→ CONSIGNE 1
Les affirmations suivantes sont-elles conformes au texte ? Répondez par oui ou par non, puis citez tels quels les mots du texte qui le montrent.
(a) Selon The Guardian, le Senain aurait dépensé 4,5 M€ en un peu plus de cinq ans pour protéger Julian Assange.
(b) C'est Lenin Moreno qui a accordé l'asile à Julian Assange.
(c) Julian Assange a perdu son accès à Internet le 29.
→ CONSIGNE 2
Répondez à ces questions d'après le texte.
(a) En quelle année le Senain a-t-il confié à une société espagnole la sécurité de l'ambassade d'Équateur à Londres ?
(b) À quelle date Lenin Moreno a-t-il annoncé l'« élimination » du Senain ?
(c) Quel a été le premier nom du programme du Senain ?
→ CONSIGNE 3
Recopiez mot pour mot le passage du texte qui commence par « Le 19 mars, il » et va jusqu'à « de 20 pays. ».

── TEXTE

En 2012, le Senain, principal service de renseignement équatorien, avait chargé une société espagnole de sécuriser l'ambassade d'Équateur à Londres – où Julian Assange venait de trouver refuge. Sauf que depuis fin 2017, elle travaillait aussi comme « agent double » pour la CIA, de sorte à espionner le lanceur d'alerte, 24h/24, 7j/7
Le 22 janvier 2018, le nouveau président équatorien, Lenin Moreno, en conflit ouvert avec son prédécesseur Rafel Correa –qui avait accordé l'asile à Assange – déclarait que cet asile au sein de l'ambassade d'Équateur à Londres depuis 2012 était un « problème hérité » qui constituait « plus qu'un tracas ». Et d'ajouter : « Nous espérons parvenir à court terme à un résultat positif sur ce point, qui, oui, nous cause plus qu'un tracas ».
Le 19 mars, il annonçait l'« élimination » du Senain, dans le cadre de nouvelles mesures d'austérité, pour pouvoir « garantir les objectifs de sécurité de notre pays, j'insiste, de notre pays », laissant entendre qu'il aurait beaucoup trop dépensé pour protéger et surveiller Assange.
Le 29, il lui coupait l'accès à Internet, au motif que certaines de ses prises de positions politiques sur Twitter pouvaient nuire à la diplomatie équatorienne. Deux jours plus tôt, Assange avait douté de l'implication des services de renseignement russes dans la tentative d'assassinat de l'ex-agent double Sergei Skripal et de sa fille, et protesté contre l'expulsion afférente de nombreux diplomates russes dans plus de 20 pays.
Le 15 mai, The Guardian révélait que le Senain aurait dépensé 4,5M€, sur un peu plus de 5 ans, pour « protéger » Julian Assange. Le programme, intitulé « Operation Guest » (invité) puis « Operation Hotel » relevait tout à la fois de la sécurité, du renseignement et du contre-espionnage, et cherchait à surveiller ses visiteurs, le personnel de l'ambassade, mais également la police britannique.

────
── EXTRAIT DE DONNÉES

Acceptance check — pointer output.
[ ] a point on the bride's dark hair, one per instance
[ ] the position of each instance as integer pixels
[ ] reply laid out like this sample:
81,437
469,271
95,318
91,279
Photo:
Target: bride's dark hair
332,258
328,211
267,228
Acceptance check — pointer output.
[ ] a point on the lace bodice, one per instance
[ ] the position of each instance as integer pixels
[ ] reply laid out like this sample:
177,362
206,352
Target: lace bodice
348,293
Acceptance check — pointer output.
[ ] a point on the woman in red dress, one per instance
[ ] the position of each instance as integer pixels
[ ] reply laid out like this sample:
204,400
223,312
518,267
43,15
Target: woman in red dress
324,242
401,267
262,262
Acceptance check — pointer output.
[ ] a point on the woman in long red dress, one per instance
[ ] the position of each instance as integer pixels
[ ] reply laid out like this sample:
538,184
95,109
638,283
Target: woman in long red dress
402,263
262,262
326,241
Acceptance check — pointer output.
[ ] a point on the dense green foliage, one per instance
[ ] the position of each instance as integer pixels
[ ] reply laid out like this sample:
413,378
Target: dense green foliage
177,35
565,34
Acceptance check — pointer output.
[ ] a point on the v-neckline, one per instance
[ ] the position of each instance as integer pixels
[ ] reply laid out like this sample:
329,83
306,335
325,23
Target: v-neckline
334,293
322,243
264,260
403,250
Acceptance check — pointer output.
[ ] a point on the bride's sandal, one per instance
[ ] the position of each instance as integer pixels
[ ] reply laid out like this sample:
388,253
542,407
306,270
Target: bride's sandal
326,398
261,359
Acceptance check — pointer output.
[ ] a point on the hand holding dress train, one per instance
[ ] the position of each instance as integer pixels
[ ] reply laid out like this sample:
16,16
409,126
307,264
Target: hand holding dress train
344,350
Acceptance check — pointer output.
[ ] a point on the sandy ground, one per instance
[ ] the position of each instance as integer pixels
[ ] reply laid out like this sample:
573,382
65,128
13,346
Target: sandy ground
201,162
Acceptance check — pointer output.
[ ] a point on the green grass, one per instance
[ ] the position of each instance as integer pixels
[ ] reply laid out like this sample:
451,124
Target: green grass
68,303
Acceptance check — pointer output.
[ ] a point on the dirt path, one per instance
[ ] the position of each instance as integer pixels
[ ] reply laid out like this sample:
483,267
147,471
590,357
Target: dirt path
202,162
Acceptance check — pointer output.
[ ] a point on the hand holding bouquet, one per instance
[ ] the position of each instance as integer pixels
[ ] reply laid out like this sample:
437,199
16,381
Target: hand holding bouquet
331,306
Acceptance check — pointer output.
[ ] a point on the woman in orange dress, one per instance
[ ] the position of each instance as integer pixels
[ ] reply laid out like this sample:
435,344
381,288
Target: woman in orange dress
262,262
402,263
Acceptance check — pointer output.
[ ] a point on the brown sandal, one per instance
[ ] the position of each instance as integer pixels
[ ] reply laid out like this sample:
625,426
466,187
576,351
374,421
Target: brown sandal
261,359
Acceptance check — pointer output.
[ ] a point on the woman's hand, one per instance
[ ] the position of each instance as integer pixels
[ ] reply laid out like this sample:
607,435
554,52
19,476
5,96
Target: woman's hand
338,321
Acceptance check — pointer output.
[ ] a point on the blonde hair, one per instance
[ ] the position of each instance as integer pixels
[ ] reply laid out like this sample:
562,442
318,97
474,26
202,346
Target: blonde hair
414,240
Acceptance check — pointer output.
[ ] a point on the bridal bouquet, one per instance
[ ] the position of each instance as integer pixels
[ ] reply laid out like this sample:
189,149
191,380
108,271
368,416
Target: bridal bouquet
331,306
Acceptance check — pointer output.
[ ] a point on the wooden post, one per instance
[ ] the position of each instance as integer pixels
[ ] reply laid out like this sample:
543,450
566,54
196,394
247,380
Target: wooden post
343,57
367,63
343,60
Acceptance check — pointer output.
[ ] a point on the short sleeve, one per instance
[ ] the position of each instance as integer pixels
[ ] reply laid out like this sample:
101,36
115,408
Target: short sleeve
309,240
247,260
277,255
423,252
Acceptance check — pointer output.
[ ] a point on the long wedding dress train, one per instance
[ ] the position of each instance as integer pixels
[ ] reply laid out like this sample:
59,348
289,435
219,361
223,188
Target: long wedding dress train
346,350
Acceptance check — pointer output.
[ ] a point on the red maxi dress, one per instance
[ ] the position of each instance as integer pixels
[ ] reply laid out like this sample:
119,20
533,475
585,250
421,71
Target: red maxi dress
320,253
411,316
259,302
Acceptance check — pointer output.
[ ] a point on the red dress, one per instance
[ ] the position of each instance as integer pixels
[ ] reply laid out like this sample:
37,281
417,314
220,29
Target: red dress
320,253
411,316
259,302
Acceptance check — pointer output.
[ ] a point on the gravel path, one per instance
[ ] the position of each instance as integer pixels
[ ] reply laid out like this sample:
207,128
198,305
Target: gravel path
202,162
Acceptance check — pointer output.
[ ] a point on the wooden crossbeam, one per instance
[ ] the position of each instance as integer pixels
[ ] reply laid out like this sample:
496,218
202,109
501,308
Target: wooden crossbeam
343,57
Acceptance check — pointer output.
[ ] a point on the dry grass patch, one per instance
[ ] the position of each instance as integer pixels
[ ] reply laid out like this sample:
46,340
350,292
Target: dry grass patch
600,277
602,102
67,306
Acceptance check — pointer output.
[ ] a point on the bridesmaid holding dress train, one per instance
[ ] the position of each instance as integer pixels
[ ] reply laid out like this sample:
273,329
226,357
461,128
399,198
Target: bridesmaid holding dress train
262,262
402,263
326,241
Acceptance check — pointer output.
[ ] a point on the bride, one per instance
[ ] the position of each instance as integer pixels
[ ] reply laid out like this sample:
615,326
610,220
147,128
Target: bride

────

→ CORRIGÉ 1
(a) Oui : « le Senain aurait dépensé 4,5M€, sur un peu plus de 5 ans, pour « protéger » Julian Assange »
(b) Non : « son prédécesseur Rafel Correa –qui avait accordé l'asile à Assange »
(c) Oui : « Le 29, il lui coupait l'accès à Internet »

→ CORRIGÉ 2
(a) En 2012.
(b) Le 19 mars.
(c) « Operation Guest ».

→ CORRIGÉ 3
Le 19 mars, il annonçait l'« élimination » du Senain, dans le cadre de nouvelles mesures d'austérité, pour pouvoir « garantir les objectifs de sécurité de notre pays, j'insiste, de notre pays », laissant entendre qu'il aurait beaucoup trop dépensé pour protéger et surveiller Assange.
Le 29, il lui coupait l'accès à Internet, au motif que certaines de ses prises de positions politiques sur Twitter pouvaient nuire à la diplomatie équatorienne. Deux jours plus tôt, Assange avait douté de l'implication des services de renseignement russes dans la tentative d'assassinat de l'ex-agent double Sergei Skripal et de sa fille, et protesté contre l'expulsion afférente de nombreux diplomates russes dans plus de 20 pays.